NMF Source Separation

Piano notes consist of a very stable stack of harmonics for each note, with a smooth decay. This kind of sound event can be well captured by separable time and frequency components, i.e., a single spectral profile modulated in time by the decaying envelope of each note event. NMF (Nonnegative Matrix Factorization) tries to find the best decomposition of a matrix into a fixed number of spectrum/envelope pairs. Under the right circumstances, these components can end up being individual piano notes - although controlling it can be tricky. This practical uses the NMF implementation from sklearn (which is wrapped by librosa) to decompose a brief excerpt of piano.


In [1]:
%pylab inline
from __future__ import print_function
import os
import time
import IPython

import numpy as np

import librosa


Populating the interactive namespace from numpy and matplotlib

In [2]:
def my_specshow(S, sr, t_max=None, f_max=None, **kwargs):
    """Call librosa.specshow but limit the time and frequency ranges."""

Instructions:
**a)** In the NMF source separation text, whose NMF implementation does the practical use to decompose the piano excerpt?
**b)** Repeat the portion of the NMF source separation text that begins at the words "NMF Source Separation" and stops after "excerpt of piano.".

(Records from a point-labeling set)
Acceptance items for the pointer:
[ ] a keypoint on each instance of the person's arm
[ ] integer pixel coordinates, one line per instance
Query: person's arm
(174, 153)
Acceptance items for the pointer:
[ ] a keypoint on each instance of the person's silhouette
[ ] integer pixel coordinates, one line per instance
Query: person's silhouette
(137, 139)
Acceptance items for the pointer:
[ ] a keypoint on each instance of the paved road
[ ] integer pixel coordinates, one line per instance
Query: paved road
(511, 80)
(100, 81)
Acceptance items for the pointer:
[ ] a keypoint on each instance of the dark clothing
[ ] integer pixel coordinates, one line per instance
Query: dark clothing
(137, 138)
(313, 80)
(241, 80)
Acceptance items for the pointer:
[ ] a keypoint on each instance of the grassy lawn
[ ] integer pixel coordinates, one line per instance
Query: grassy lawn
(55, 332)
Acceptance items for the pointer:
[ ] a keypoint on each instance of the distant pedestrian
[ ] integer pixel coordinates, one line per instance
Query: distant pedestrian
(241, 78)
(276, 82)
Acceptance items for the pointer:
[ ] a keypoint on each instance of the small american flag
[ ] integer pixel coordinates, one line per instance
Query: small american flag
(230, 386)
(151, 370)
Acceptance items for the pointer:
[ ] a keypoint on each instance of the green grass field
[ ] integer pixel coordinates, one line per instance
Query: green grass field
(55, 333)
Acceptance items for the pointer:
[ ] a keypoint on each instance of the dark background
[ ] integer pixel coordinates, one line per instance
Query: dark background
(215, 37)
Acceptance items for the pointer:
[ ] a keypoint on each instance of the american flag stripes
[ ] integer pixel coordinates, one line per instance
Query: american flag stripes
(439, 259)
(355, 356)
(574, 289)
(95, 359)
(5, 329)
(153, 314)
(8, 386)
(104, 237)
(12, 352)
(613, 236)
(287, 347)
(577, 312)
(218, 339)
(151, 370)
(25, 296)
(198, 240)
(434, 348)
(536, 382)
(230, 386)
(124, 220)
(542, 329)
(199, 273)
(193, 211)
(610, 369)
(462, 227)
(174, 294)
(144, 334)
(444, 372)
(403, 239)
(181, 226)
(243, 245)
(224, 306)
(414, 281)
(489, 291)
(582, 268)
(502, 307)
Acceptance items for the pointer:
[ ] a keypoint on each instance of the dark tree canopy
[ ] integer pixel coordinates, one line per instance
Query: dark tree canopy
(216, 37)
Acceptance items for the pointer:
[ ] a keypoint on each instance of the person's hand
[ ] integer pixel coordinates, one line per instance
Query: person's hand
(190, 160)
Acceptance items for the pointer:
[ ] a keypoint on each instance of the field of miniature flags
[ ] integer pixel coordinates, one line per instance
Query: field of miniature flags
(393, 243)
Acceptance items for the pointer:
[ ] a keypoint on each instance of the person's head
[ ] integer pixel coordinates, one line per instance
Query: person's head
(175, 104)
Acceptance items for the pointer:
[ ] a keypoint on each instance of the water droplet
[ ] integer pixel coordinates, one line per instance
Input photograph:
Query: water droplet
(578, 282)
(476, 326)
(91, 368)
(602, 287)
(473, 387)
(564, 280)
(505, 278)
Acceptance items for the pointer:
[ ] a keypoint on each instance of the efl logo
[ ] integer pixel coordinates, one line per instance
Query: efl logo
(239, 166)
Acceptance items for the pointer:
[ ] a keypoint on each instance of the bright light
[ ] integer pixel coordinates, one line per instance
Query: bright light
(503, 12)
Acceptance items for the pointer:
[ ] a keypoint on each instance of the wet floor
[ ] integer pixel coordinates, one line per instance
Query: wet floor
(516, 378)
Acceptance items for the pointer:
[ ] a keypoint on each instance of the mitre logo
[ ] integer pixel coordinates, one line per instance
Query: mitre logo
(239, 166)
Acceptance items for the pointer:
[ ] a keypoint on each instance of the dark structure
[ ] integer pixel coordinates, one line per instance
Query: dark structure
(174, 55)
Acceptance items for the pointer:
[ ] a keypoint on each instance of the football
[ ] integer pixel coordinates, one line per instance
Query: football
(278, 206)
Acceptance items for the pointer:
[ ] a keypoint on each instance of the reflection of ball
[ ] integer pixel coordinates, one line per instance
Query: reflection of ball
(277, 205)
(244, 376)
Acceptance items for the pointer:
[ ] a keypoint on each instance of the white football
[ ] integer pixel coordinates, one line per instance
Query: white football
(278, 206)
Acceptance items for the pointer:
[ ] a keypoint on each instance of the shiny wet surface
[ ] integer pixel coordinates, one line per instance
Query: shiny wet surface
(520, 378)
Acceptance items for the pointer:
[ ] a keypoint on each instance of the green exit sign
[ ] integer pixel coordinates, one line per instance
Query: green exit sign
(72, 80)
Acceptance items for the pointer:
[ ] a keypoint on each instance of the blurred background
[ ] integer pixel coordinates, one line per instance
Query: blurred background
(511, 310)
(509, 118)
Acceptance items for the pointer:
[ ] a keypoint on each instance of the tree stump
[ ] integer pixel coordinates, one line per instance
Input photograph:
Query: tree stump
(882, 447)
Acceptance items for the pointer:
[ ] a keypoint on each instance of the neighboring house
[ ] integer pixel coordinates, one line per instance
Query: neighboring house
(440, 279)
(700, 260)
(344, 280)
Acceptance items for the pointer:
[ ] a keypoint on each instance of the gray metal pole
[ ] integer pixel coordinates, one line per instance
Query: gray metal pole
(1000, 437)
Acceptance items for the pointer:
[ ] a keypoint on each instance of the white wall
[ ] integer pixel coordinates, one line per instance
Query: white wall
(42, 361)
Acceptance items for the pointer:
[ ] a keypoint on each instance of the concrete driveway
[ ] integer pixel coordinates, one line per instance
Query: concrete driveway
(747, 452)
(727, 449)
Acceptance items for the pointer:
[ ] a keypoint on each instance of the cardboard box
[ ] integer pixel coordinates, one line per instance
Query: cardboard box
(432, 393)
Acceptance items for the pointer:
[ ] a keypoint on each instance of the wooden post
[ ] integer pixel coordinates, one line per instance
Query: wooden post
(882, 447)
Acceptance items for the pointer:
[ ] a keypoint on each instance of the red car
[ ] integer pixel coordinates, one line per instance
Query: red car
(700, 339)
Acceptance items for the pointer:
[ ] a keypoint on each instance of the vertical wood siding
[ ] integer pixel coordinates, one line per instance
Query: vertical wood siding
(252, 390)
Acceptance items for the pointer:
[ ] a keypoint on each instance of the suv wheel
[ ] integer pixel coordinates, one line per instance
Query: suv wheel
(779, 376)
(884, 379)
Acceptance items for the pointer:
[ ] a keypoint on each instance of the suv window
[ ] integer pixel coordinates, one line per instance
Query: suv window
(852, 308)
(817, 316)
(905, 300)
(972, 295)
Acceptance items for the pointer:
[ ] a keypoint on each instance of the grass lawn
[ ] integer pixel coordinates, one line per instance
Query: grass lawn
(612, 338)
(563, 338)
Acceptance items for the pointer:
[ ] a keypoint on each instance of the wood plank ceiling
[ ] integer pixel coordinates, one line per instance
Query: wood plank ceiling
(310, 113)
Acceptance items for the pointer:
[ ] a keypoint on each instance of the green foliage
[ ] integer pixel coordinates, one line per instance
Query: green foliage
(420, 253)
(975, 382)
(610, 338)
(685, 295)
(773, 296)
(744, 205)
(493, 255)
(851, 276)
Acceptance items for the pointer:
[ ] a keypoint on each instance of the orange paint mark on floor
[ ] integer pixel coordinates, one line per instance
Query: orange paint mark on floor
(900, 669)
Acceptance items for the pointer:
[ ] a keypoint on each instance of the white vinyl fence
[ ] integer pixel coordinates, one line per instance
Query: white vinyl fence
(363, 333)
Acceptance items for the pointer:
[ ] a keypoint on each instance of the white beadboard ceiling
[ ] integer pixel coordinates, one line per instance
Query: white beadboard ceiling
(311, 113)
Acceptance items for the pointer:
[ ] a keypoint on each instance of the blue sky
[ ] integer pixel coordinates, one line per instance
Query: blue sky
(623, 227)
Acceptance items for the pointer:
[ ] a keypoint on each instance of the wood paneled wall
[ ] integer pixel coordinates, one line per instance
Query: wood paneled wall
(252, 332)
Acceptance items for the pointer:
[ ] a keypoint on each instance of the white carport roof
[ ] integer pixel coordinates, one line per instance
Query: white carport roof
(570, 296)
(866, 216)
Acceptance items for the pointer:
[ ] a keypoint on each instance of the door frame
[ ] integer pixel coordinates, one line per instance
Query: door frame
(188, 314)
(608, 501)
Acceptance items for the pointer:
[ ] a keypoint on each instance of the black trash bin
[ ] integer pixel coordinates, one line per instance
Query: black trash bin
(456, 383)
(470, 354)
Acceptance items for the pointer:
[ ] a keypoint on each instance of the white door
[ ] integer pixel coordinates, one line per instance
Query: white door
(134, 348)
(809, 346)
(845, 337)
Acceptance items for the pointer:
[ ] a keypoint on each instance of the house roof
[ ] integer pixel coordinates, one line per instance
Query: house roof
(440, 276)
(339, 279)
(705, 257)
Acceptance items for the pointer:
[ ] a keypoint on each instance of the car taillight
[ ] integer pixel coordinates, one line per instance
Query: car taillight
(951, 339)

The results:
**a)** The NMF implementation from sklearn, which is wrapped by librosa.

**b)**
NMF Source Separation

Piano notes consist of a very stable stack of harmonics for each note, with a smooth decay. This kind of sound event can be well captured by separable time and frequency components, i.e., a single spectral profile modulated in time by the decaying envelope of each note event. NMF (Nonnegative Matrix Factorization) tries to find the best decomposition of a matrix into a fixed number of spectrum/envelope pairs. Under the right circumstances, these components can end up being individual piano notes - although controlling it can be tricky. This practical uses the NMF implementation from sklearn (which is wrapped by librosa) to decompose a brief excerpt of piano.